MATERIAL FOR THIS EXERCISE:
**********

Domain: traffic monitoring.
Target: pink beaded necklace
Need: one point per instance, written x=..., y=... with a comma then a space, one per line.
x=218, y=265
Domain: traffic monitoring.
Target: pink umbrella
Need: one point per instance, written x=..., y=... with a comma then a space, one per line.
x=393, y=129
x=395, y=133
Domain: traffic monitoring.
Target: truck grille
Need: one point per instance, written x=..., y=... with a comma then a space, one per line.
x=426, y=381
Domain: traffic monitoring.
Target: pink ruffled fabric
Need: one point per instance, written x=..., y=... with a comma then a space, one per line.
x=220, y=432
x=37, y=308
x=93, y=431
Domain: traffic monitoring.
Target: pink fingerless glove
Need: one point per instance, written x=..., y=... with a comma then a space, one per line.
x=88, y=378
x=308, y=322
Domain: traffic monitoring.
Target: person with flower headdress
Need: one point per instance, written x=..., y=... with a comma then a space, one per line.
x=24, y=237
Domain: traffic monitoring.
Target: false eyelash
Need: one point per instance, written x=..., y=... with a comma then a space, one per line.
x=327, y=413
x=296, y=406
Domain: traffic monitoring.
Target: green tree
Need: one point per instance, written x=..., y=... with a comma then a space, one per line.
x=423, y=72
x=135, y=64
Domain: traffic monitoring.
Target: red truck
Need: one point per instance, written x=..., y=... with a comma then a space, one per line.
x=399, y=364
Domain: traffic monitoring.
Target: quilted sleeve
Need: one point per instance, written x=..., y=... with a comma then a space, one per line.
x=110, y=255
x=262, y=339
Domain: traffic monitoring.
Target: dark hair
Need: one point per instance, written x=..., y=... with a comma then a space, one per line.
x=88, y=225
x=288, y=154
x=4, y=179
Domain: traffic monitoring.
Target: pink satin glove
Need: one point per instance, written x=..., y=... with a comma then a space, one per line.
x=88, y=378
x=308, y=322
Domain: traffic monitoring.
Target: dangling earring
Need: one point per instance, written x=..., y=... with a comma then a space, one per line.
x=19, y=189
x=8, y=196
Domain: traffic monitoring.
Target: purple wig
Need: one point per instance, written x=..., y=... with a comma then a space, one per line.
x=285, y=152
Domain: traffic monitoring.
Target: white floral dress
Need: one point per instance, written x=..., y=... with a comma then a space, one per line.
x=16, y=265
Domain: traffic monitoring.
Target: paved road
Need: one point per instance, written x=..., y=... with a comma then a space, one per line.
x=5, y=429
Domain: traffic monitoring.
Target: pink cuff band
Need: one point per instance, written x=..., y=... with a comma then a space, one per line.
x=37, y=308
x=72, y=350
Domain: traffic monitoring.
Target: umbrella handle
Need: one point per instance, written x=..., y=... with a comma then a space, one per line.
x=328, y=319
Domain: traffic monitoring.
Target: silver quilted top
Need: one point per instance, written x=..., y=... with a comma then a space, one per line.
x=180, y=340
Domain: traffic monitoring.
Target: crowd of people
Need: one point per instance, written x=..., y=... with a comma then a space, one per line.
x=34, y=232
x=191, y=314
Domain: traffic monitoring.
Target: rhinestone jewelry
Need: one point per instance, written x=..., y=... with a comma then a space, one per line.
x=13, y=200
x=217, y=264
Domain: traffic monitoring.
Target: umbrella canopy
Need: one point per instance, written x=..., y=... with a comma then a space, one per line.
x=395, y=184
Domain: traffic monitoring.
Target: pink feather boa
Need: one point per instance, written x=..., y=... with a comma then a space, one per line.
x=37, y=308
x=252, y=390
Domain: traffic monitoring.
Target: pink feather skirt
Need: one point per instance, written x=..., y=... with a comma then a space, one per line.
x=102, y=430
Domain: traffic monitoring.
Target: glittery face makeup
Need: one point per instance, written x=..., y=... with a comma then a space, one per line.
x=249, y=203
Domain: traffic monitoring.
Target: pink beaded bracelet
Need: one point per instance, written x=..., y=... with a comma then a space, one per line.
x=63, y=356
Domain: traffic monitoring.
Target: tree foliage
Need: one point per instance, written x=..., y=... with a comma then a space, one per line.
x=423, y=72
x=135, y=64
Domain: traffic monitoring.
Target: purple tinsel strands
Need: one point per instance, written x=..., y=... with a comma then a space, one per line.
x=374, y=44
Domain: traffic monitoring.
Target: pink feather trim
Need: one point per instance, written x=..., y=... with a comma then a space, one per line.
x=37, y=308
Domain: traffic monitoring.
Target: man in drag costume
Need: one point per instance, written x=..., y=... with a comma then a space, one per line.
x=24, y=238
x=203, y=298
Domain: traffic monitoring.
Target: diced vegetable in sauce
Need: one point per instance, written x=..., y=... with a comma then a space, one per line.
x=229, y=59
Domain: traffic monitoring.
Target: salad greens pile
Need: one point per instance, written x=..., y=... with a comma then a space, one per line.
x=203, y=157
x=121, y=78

**********

Arrange every row above as a two-column CSV with the header instruction,points and one line for each row. Put each row's text and its answer in a single quoted field apiece, replacing line breaks with spaces.

FULL SOLUTION:
instruction,points
"Domain: traffic monitoring. Target: pink beaded necklace Need: one point per instance, written x=..., y=... with a comma then a space, one per line.","x=218, y=265"
"Domain: traffic monitoring. Target: pink umbrella Need: one point per instance, written x=..., y=... with a comma then a space, one per line.","x=393, y=129 x=395, y=133"
"Domain: traffic monitoring. Target: truck grille Need: one point per instance, written x=..., y=... with a comma then a space, one per line.","x=426, y=381"
"Domain: traffic monitoring. Target: pink ruffled fabric Need: one point per instance, written x=..., y=... with a comma then a space, one per line.","x=220, y=432 x=37, y=308 x=93, y=431"
"Domain: traffic monitoring. Target: pink fingerless glove Need: one point per instance, written x=..., y=... with a comma then a space, one per line.","x=88, y=378 x=308, y=322"
"Domain: traffic monitoring. Target: person with flower headdress Need: one point per instance, written x=..., y=... with a comma then a space, one per line.","x=24, y=237"
"Domain: traffic monitoring. Target: false eyelash Need: one point per instance, written x=..., y=... with a comma then a space, one per line.","x=327, y=413 x=296, y=406"
"Domain: traffic monitoring. Target: green tree Need: one point per instance, written x=..., y=... with a comma then a space, one per line.","x=423, y=72 x=135, y=64"
"Domain: traffic monitoring. Target: red truck Need: one point per instance, written x=..., y=... with a comma then a space, one per line.","x=399, y=364"
"Domain: traffic monitoring. Target: quilted sleeve Need: one point per instance, written x=..., y=... with a comma then a space, one per line.","x=110, y=255 x=262, y=339"
"Domain: traffic monitoring. Target: dark hair Need: one point per instance, written x=..., y=... with a comma then a space, one per line.","x=88, y=225 x=288, y=154 x=4, y=179"
"Domain: traffic monitoring. Target: pink satin glove Need: one point per instance, written x=..., y=... with a comma then a space, one per line.","x=88, y=378 x=308, y=322"
"Domain: traffic monitoring. Target: dangling earring Need: one point per instance, written x=..., y=... with a comma then a space, one per line.","x=19, y=189 x=8, y=196"
"Domain: traffic monitoring. Target: purple wig Need: one point per instance, written x=..., y=... with a comma then a space, one per line.","x=285, y=152"
"Domain: traffic monitoring. Target: white floral dress Need: one point per instance, written x=..., y=... with a comma then a space, one per line.","x=16, y=265"
"Domain: traffic monitoring. Target: paved road Need: one point per instance, written x=..., y=... with a comma then a space, one per line.","x=5, y=429"
"Domain: traffic monitoring. Target: pink cuff band Need: one point per instance, written x=..., y=... with a comma then a space, one per line.","x=37, y=308 x=72, y=350"
"Domain: traffic monitoring. Target: umbrella handle Need: one point per instance, written x=..., y=... with a comma then a space, one per line.","x=328, y=319"
"Domain: traffic monitoring. Target: silver quilted top Need: one point per instance, written x=..., y=... with a comma then a space, one per line.","x=180, y=340"
"Domain: traffic monitoring. Target: crowd of people Need: one point per instance, written x=..., y=... with a comma then a space, one per line.","x=34, y=232 x=191, y=314"
"Domain: traffic monitoring. Target: rhinestone jewelry Need: one point per instance, written x=..., y=... with a comma then a space, one per line.","x=13, y=200 x=217, y=264"
"Domain: traffic monitoring. Target: umbrella canopy Need: one point per instance, written x=..., y=... with a comma then a space, one per line.","x=395, y=184"
"Domain: traffic monitoring. Target: pink feather boa Need: one point per instance, written x=..., y=... with a comma then a space, one per line.","x=37, y=308 x=252, y=390"
"Domain: traffic monitoring. Target: pink feather skirt Need: one point per instance, written x=..., y=... with a comma then a space, one per line.","x=102, y=430"
"Domain: traffic monitoring. Target: glittery face makeup Need: one point per instance, written x=..., y=... with a comma then a space, one per line.","x=249, y=203"
"Domain: traffic monitoring. Target: pink beaded bracelet Need: one point per instance, written x=..., y=... with a comma then a space, one per line.","x=63, y=356"
"Domain: traffic monitoring. Target: tree foliage Need: one point per instance, written x=..., y=... with a comma then a space, one per line.","x=423, y=72 x=135, y=64"
"Domain: traffic monitoring. Target: purple tinsel strands Need: one point per instance, written x=..., y=... with a comma then a space, one per line.","x=374, y=44"
"Domain: traffic monitoring. Target: pink feather trim Need: one point per instance, written x=..., y=... with a comma then a space, one per line.","x=37, y=308"
"Domain: traffic monitoring. Target: man in drag costume Need: one point per instance, written x=..., y=... with a comma then a space, one per line.","x=24, y=238 x=203, y=298"
"Domain: traffic monitoring. Target: diced vegetable in sauce Need: one point per instance, written x=..., y=... with a comma then a space, one per line.","x=229, y=59"
"Domain: traffic monitoring. Target: salad greens pile Need: one point per instance, written x=..., y=... with a comma then a space, one per line.","x=203, y=157 x=121, y=78"